··· Trecho selecionado

O que dizem os inventários
* Por
Alcântara Machado
Serviço de marca à
história de São Paulo prestou o Arquivo do Estado, com a publicação dos
inventários processados de 1578 a 1700 pelo primeiro cartório de órfãos da
Capital.
Não vai exagero na afirmação.
Reduzir o estudo do
passado à biografia dos homens ilustres e à narrativa dos feitos retumbantes
seria absurdo tão desmedido como circunscrever a geografia ao estudo das
montanhas. Conflitos externos, querelas de facções, atos de governo estão longe
de constituir a verdadeira trama da vida nacional. Não passam de incidentes; e,
o que é mais, são o produto de um sem número de fatores ocultos que os
condicionam e explicam.
O conhecimento do que
o homem tem realizado no combate diuturno que desde as cavernas vem pelejando
para melhorar-se e melhorar o meio em que vive, tal o objetivo essencial da
história. Como poderemos atingi-lo se concentrarmos toda a atenção em meia
dúzia de figuras, esquecendo o esforço permanente dos humildes, a silenciosa colaboração
dos anônimos, as ideias e os sentimentos das multidões?

······
··· Dados fornecidos

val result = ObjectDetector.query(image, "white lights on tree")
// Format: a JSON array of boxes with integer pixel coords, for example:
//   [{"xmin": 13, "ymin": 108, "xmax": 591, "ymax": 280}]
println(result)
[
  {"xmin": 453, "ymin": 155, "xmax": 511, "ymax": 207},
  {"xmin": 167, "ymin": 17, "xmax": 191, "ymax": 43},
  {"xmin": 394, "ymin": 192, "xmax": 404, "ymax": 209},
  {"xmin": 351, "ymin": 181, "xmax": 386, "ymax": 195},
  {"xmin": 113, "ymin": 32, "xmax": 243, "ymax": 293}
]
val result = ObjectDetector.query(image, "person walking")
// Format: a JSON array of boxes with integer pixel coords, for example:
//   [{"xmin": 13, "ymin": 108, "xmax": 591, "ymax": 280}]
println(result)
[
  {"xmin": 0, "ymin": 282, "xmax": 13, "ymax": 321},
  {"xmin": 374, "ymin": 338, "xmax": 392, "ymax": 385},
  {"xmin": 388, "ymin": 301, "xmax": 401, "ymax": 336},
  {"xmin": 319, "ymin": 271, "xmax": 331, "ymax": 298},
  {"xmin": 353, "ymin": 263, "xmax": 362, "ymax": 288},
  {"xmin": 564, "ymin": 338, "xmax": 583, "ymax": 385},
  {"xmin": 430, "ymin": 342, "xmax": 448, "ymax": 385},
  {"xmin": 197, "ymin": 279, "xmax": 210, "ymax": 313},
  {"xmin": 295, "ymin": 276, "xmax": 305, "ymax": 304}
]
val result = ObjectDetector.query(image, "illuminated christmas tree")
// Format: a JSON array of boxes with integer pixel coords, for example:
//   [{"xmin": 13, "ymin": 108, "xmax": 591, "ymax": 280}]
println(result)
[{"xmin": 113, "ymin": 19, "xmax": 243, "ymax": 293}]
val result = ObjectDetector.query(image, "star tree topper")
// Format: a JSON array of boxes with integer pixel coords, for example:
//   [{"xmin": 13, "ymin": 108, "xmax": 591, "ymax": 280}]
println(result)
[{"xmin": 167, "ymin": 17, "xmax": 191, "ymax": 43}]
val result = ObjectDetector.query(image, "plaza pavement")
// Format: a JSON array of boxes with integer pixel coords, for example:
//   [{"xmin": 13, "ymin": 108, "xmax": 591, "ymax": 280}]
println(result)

······

* [Objetivo]
Edite a passagem do texto sobre os inventários que começa em "Reduzir o estudo" e segue até "sentimentos das multidões?", transcrevendo-a com "montanhas" trocado por "serras".

* [Resposta]
Reduzir o estudo do
passado à biografia dos homens ilustres e à narrativa dos feitos retumbantes
seria absurdo tão desmedido como circunscrever a geografia ao estudo das
serras. Conflitos externos, querelas de facções, atos de governo estão longe
de constituir a verdadeira trama da vida nacional. Não passam de incidentes; e,
o que é mais, são o produto de um sem número de fatores ocultos que os
condicionam e explicam.
O conhecimento do que
o homem tem realizado no combate diuturno que desde as cavernas vem pelejando
para melhorar-se e melhorar o meio em que vive, tal o objetivo essencial da
história. Como poderemos atingi-lo se concentrarmos toda a atenção em meia
dúzia de figuras, esquecendo o esforço permanente dos humildes, a silenciosa colaboração
dos anônimos, as ideias e os sentimentos das multidões?